▶ **Texte source**
━━━━━━━━━━

Similaire à la notion d’«intervention humanitaire» (qui, par exemple, aurait pu être
légitimement pratique pour mettre fin au démocide [processus politique de destruction d’un peuple ou d’une classe sociale] au Cambodge et au génocide au Rwanda), le nouveau concept de «responsabilité de protéger» est une doctrine élastique pouvant être invoquée – à tort – pour intervenir dans un pays étranger. Il semble que quelques commentateurs souhaiteraient que la «responsabilité de protéger» [«Responsability to protect», R2P] soit utilisée pour renverser certains gouvernements, comme à l’époque celui de la Grenade en 1983 ou de Panama en 1989, ou encore la campagne antisandiniste condamnée par la CIJ (Cour internationale de Justice) dans son jugement de l’affaire Nicaragua contre Etats-Unis.
Il faudrait néanmoins rappeler que la «responsabilité de protéger» est une «déclaration» ne pouvant remplacer l’interdiction de l’utilisation de la force, que l’on retrouve dans l’article 2(4) de la Charte des Nations Unies. Il ne s’agit pas seulement d’une déclaration ou d’un principe, mais du jus cogens, ou d’une «norme impérative de droit international général acceptée et reconnue par la communauté internationale dans son ensemble en tant que norme à laquelle aucune dérogation n’est permise» (article 53 de la Convention de Vienne sur les droits de traités). Un Etat ne peut dans aucun cas invoquer la «responsabilité de protéger» sans l’approbation du Conseil de Sécurité. (30)

━━━━━━━━━━

▶ **Matériel extrait**

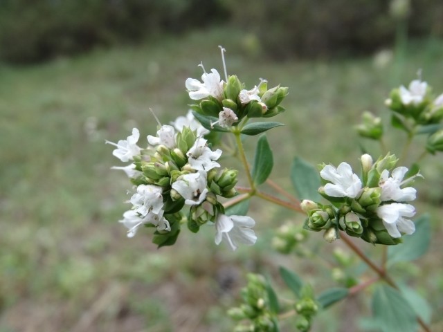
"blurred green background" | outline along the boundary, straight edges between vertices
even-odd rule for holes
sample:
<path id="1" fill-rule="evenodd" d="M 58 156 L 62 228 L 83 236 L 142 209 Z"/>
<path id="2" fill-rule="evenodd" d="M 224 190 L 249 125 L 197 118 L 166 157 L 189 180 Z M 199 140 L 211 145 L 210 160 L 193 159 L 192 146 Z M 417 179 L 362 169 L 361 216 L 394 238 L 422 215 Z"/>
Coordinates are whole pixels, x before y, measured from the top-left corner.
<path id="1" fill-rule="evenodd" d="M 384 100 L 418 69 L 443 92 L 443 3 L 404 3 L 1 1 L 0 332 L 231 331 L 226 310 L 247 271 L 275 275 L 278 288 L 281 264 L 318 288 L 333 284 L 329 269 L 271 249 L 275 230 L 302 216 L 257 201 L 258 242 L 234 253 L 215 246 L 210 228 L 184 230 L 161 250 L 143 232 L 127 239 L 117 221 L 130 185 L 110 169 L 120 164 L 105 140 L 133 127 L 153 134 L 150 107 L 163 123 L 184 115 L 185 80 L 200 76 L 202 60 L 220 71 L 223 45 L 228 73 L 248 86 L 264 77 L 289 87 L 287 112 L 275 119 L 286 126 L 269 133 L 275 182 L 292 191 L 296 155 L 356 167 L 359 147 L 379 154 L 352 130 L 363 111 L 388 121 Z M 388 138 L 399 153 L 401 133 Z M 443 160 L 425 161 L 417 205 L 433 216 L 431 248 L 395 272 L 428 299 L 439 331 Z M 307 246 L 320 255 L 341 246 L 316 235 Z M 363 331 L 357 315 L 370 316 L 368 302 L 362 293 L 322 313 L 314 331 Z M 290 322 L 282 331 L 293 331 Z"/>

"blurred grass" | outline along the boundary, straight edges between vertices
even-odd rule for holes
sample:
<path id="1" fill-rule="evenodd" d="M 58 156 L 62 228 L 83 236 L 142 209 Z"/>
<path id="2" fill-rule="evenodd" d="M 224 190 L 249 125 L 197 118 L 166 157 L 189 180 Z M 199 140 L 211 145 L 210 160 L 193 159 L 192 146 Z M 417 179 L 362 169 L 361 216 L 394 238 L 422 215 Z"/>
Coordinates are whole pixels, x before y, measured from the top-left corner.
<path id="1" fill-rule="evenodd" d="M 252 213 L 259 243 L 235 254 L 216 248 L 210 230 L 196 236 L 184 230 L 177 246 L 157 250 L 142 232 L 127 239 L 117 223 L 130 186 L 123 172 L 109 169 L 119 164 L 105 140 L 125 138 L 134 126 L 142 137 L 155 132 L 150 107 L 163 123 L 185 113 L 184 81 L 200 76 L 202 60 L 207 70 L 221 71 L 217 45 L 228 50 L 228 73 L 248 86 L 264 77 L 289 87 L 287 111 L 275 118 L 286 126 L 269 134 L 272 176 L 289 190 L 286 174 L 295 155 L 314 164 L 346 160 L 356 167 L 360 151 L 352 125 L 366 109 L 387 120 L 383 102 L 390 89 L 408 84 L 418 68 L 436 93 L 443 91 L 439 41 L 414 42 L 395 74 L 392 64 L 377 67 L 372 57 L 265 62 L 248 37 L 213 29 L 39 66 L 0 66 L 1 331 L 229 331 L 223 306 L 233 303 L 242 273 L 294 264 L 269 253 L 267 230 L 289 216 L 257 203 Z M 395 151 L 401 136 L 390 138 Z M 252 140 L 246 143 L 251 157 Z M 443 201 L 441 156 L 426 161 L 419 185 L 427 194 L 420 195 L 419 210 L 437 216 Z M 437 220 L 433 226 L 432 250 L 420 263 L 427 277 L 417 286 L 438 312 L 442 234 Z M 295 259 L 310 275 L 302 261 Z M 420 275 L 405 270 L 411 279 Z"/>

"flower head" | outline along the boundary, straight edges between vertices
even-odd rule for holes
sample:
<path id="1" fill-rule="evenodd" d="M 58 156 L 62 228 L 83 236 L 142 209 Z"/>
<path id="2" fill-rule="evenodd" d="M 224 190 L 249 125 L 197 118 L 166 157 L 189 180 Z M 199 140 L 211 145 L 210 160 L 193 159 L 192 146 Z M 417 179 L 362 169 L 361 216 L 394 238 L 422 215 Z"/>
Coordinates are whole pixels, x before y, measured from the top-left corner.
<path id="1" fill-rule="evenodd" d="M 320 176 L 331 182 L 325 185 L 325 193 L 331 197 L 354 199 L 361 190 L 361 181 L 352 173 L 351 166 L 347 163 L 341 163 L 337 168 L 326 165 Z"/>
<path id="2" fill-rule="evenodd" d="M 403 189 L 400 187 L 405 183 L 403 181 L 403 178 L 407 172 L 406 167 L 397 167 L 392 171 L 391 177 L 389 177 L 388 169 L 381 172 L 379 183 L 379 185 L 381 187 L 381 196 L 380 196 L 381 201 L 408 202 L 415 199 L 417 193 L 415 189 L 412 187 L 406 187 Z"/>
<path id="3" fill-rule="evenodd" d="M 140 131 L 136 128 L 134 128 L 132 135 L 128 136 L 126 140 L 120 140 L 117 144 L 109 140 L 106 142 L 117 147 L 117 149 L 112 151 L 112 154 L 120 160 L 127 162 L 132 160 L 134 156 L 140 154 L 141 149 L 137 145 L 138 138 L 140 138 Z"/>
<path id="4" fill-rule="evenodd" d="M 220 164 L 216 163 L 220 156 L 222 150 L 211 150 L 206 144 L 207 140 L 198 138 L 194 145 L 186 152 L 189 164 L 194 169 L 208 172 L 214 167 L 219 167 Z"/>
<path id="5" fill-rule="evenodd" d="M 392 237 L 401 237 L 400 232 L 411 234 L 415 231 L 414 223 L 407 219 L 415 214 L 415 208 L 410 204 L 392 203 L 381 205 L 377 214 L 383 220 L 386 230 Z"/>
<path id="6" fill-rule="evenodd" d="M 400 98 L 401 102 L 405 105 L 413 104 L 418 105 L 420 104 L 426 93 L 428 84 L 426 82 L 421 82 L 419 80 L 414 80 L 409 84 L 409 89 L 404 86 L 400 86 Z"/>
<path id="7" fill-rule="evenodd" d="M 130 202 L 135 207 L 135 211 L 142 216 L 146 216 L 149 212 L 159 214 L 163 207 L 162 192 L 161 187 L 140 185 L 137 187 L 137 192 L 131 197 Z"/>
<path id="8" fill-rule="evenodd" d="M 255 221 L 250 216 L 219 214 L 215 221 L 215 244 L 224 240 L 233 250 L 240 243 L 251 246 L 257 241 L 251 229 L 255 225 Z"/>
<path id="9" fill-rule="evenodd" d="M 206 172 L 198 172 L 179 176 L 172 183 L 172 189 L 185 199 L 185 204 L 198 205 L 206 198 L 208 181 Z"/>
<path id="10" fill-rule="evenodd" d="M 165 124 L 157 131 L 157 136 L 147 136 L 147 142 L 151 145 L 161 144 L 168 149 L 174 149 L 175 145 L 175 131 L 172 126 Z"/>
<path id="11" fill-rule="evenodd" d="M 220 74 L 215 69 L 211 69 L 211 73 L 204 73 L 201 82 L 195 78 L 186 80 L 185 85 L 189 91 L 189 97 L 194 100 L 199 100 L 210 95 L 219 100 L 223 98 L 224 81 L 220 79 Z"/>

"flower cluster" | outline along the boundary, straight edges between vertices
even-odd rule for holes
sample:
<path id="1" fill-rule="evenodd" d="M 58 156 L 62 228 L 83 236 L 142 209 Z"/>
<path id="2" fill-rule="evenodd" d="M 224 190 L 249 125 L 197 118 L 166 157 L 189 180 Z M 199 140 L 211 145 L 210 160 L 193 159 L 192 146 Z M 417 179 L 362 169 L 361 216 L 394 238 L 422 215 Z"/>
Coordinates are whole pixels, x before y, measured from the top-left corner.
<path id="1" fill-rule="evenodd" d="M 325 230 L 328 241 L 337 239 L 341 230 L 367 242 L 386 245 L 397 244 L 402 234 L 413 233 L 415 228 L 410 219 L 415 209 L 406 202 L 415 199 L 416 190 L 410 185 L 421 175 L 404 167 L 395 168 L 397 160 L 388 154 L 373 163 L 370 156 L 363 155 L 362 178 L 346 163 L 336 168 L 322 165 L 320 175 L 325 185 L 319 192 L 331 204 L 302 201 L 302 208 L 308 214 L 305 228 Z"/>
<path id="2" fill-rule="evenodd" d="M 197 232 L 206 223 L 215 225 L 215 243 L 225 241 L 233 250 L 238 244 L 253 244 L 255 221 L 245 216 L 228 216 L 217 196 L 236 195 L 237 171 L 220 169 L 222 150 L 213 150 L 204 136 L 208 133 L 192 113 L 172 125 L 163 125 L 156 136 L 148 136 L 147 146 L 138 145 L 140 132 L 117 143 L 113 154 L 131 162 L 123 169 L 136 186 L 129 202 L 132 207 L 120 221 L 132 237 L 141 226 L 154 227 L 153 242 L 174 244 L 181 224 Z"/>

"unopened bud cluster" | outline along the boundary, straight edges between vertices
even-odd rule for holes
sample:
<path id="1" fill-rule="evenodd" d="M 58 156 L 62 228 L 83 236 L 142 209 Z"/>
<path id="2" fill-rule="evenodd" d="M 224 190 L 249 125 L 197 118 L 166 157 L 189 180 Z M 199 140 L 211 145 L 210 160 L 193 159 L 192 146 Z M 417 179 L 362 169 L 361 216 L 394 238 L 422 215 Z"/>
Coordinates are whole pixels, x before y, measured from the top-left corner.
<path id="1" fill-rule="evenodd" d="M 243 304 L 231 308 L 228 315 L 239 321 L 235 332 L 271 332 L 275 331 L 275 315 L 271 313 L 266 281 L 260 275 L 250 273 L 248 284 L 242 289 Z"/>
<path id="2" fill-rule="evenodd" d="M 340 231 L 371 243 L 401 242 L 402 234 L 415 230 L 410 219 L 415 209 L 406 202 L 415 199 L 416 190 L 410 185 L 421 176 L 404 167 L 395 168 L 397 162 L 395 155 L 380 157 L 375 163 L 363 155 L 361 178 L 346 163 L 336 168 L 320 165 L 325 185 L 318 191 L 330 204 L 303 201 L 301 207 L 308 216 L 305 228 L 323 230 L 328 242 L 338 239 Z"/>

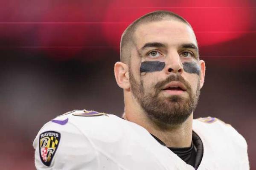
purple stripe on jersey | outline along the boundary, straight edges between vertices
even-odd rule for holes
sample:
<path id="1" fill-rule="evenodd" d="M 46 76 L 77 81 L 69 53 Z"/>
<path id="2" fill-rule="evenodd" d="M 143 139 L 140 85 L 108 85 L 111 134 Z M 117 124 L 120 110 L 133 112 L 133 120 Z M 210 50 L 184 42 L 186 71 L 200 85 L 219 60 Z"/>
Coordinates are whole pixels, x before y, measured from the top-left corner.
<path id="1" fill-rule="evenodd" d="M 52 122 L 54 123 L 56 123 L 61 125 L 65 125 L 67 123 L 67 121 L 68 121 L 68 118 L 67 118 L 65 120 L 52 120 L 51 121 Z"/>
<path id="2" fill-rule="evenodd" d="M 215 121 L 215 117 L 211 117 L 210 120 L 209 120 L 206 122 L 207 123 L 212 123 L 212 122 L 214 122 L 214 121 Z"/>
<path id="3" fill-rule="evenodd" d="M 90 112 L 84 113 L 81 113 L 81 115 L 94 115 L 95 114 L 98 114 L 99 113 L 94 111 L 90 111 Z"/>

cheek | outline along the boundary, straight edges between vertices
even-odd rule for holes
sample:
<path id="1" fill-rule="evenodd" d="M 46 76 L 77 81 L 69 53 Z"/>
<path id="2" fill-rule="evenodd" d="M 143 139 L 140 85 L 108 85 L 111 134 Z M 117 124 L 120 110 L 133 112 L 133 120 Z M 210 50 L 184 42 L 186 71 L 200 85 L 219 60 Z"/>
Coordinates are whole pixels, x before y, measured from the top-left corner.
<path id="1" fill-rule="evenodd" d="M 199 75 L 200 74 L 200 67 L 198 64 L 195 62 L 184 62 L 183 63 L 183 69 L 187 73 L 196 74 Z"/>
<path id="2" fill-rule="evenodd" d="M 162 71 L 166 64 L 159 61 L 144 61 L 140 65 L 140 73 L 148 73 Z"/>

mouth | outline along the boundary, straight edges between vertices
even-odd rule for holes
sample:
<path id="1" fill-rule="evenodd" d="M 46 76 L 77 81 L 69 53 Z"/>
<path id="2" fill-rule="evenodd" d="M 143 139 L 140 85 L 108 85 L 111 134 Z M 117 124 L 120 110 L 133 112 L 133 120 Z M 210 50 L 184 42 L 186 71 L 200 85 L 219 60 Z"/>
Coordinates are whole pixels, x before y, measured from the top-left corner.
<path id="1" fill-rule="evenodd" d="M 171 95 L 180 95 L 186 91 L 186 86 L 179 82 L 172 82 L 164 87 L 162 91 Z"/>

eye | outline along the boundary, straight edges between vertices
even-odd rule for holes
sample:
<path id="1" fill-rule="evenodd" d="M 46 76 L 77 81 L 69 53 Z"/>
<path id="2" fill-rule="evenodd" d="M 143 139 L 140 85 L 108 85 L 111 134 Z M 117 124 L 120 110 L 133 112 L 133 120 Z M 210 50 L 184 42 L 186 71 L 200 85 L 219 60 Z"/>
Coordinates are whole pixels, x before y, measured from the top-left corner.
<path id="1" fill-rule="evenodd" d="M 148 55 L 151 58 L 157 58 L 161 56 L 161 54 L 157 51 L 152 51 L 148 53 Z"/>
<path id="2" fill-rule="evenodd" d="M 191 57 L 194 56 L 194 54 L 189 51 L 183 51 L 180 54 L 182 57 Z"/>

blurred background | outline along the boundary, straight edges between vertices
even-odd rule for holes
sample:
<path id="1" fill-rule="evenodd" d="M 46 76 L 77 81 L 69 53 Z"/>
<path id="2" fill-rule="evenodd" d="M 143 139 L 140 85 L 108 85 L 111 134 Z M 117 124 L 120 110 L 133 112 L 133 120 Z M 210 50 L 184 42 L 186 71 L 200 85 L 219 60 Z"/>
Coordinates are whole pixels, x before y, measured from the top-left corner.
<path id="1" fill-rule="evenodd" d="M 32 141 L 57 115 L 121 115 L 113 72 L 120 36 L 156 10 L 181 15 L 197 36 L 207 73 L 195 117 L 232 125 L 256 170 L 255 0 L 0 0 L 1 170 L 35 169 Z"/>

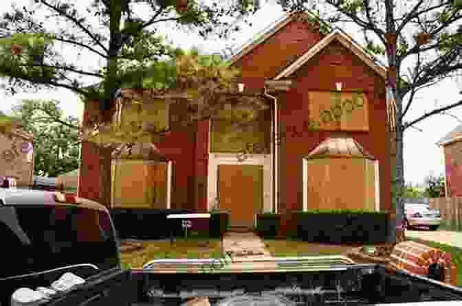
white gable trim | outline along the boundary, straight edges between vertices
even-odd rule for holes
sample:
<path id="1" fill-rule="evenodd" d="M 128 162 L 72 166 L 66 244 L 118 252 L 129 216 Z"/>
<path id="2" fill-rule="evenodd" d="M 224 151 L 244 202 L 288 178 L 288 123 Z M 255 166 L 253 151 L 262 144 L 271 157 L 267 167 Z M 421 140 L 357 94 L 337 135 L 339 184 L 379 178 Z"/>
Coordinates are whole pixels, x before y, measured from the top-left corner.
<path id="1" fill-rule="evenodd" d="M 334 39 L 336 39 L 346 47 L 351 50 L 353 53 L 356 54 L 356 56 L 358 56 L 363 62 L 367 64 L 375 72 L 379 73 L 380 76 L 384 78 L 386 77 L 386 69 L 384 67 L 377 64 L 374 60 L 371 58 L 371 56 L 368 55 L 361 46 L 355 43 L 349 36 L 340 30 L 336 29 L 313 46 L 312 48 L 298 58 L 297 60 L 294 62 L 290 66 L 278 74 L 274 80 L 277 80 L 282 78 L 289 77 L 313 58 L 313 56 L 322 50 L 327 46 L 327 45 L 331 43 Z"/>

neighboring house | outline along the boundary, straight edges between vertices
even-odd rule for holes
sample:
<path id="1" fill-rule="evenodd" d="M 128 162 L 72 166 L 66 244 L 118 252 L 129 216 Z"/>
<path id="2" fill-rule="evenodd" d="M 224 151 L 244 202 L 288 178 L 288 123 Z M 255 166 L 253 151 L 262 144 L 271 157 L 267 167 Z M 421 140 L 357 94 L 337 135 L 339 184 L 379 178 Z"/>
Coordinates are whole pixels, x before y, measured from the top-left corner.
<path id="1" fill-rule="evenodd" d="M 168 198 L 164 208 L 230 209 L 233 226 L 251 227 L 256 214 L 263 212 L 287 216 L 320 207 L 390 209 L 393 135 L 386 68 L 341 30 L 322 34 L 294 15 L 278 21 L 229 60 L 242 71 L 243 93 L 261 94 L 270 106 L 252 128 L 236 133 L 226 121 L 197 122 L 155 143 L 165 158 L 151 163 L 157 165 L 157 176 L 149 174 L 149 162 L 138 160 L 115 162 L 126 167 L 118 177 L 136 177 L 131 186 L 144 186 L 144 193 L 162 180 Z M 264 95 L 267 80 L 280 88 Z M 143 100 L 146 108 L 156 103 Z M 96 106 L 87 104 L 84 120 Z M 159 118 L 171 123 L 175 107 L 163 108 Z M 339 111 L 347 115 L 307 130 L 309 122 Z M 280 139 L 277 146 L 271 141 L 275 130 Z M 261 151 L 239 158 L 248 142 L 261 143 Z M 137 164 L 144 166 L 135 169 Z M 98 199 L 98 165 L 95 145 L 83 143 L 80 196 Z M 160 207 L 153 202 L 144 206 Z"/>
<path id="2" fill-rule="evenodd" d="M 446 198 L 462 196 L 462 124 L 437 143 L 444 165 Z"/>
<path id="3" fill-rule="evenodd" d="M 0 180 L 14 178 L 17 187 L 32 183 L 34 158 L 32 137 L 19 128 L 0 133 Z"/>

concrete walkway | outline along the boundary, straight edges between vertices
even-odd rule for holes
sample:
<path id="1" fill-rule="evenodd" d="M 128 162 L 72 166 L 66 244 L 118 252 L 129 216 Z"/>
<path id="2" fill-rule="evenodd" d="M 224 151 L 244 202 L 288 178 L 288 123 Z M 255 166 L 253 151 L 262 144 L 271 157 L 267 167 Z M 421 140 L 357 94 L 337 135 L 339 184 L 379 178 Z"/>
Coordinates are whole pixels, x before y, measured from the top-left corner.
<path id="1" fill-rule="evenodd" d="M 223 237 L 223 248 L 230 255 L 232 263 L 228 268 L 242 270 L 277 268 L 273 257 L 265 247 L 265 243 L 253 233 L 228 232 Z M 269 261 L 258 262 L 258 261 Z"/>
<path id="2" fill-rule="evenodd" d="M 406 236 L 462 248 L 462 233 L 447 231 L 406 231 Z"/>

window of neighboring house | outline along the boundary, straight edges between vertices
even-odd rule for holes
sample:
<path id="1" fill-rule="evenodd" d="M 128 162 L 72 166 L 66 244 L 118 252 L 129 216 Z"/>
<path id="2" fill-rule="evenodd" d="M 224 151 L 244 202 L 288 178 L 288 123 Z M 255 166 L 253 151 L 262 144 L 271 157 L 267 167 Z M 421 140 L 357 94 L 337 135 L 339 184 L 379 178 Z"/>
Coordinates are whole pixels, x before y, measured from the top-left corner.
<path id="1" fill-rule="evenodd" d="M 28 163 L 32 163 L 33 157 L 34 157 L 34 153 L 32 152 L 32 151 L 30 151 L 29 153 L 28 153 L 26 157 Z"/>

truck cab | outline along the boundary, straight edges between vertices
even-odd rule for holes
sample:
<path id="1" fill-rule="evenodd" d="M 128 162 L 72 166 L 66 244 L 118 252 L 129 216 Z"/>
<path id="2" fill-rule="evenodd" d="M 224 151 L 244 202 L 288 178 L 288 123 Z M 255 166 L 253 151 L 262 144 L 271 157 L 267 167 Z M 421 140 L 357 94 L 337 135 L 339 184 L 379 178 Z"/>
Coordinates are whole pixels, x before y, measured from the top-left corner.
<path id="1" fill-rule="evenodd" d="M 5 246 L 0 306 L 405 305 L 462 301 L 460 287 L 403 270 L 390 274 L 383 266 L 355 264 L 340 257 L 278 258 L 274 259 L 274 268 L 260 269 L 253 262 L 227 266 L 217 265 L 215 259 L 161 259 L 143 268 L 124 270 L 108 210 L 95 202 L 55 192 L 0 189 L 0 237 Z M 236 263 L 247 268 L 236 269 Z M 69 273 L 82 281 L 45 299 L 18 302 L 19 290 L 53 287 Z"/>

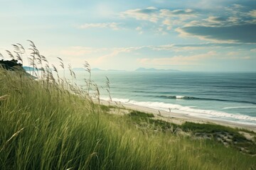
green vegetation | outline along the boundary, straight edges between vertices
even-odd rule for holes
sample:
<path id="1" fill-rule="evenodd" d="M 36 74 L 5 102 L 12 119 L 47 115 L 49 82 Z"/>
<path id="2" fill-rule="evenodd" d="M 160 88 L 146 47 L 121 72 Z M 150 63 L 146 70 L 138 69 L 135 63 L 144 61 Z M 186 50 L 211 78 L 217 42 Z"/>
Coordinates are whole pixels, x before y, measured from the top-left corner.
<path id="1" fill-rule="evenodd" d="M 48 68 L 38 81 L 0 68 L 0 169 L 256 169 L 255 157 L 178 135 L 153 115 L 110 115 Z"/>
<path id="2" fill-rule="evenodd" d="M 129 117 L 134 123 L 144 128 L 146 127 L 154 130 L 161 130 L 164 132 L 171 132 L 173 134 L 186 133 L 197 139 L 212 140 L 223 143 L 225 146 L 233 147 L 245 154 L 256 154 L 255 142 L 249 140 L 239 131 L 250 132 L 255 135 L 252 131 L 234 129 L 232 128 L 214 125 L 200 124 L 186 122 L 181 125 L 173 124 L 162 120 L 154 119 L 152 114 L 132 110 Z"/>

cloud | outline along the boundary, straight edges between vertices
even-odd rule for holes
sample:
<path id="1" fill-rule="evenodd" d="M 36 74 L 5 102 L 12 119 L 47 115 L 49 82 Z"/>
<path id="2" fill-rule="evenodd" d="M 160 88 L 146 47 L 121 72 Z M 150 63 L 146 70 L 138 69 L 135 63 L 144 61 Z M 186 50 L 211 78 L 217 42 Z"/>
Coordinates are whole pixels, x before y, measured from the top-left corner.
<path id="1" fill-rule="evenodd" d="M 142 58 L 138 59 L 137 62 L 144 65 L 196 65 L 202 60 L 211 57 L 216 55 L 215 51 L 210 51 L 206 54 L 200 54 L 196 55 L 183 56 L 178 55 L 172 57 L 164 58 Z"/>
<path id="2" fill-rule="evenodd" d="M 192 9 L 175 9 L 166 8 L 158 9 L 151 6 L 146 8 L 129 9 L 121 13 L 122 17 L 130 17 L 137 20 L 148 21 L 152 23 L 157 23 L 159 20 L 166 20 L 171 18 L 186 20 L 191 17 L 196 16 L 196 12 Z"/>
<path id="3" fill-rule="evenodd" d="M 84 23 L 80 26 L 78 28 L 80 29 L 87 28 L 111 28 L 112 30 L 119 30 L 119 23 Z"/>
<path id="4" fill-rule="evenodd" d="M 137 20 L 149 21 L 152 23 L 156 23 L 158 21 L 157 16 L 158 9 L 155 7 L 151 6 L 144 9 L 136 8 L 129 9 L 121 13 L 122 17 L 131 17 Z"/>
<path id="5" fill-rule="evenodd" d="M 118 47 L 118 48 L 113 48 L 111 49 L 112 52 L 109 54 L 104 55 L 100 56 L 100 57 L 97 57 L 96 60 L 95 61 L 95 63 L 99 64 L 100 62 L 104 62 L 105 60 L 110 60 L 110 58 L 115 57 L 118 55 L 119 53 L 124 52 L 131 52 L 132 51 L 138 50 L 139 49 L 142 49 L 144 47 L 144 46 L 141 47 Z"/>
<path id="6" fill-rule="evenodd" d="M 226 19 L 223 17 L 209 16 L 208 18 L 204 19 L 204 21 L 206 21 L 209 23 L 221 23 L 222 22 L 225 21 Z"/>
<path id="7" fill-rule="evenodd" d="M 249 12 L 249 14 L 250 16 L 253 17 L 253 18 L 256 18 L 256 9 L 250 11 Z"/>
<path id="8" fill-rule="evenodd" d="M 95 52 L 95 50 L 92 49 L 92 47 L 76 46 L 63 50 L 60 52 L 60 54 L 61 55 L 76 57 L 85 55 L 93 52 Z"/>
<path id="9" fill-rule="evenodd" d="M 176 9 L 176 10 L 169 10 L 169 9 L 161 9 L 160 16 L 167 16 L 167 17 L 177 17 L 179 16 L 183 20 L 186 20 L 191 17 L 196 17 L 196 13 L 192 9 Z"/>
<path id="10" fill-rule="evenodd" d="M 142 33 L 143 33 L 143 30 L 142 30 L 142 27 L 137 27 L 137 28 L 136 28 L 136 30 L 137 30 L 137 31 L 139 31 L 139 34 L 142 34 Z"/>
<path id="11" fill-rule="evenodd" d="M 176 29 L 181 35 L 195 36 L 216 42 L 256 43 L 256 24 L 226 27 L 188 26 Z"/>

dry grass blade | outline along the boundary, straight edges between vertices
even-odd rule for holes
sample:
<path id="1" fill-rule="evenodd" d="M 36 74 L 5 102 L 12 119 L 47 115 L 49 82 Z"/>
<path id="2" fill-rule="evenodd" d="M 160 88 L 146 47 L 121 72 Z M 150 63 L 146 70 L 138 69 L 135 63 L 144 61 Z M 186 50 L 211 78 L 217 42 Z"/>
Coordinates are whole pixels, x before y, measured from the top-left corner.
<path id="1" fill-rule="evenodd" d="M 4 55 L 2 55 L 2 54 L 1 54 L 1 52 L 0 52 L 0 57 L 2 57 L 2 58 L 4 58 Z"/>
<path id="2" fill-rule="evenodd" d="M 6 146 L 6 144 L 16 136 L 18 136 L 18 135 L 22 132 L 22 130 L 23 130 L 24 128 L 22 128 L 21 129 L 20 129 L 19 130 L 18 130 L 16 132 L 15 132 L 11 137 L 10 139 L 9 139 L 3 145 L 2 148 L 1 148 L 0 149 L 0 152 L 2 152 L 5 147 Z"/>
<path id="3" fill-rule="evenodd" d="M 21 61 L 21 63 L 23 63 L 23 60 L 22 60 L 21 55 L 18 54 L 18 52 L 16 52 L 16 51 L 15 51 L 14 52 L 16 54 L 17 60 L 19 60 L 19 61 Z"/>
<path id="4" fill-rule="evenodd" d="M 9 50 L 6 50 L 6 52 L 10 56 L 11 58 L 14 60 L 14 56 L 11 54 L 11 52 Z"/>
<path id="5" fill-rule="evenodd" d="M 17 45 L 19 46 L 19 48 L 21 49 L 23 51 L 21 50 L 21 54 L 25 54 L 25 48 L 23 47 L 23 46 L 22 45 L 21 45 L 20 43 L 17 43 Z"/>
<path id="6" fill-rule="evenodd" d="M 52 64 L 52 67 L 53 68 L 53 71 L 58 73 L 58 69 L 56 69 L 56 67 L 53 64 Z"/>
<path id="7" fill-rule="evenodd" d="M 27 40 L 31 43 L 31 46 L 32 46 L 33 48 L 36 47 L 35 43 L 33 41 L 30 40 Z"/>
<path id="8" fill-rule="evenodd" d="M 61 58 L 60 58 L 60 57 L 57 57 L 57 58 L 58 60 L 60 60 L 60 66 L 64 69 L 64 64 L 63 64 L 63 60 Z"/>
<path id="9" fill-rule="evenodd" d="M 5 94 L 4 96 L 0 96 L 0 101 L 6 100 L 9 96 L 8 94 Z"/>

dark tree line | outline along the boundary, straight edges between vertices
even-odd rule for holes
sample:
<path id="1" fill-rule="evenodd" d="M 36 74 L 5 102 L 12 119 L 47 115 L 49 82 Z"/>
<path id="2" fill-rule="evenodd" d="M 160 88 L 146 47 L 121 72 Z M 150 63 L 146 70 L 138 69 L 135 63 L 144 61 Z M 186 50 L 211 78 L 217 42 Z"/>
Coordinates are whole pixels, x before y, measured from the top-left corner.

━━━━━━━━━━

▶ **Activité A**
Recopiez le passage du texte sur la responsabilité de protéger qui va de « Il faudrait néanmoins » jusqu'à « de Sécurité. (30) » inclus.
▶ **Activité B**
Prolongez le texte sur la responsabilité de protéger au-delà de sa dernière phrase.
Vous n'aurez pas besoin du matériel.

▶ **Réponse à l'activité A**
Il faudrait néanmoins rappeler que la «responsabilité de protéger» est une «déclaration» ne pouvant remplacer l’interdiction de l’utilisation de la force, que l’on retrouve dans l’article 2(4) de la Charte des Nations Unies. Il ne s’agit pas seulement d’une déclaration ou d’un principe, mais du jus cogens, ou d’une «norme impérative de droit international général acceptée et reconnue par la communauté internationale dans son ensemble en tant que norme à laquelle aucune dérogation n’est permise» (article 53 de la Convention de Vienne sur les droits de traités). Un Etat ne peut dans aucun cas invoquer la «responsabilité de protéger» sans l’approbation du Conseil de Sécurité. (30)

▶ **Réponse à l'activité B**
Les bruits de bottes provoquent une inquiétude internationale
Pourtant, les bruits de bottes accrus provoquent une inquiétude internationale. N’importe quelle intervention militaire au Venezuela constituerait une agression selon la définition de Kampala du crime d’agression de la CPI (Cour pénale internationale). (31) Les représentants gouvernementaux liés à la planification et à l’exécution d’une telle agression devraient être mis en examen conformément au statut de la CPI. Ici j’avoue avoir de la sympathie pour une autre responsabilité de protéger, la responsabilité de protéger les gens de la guerre et de la violence. Donc, la protection doit être réalisée au mieux en fournissant une aide humanitaire sincère, sans agenda politique caché.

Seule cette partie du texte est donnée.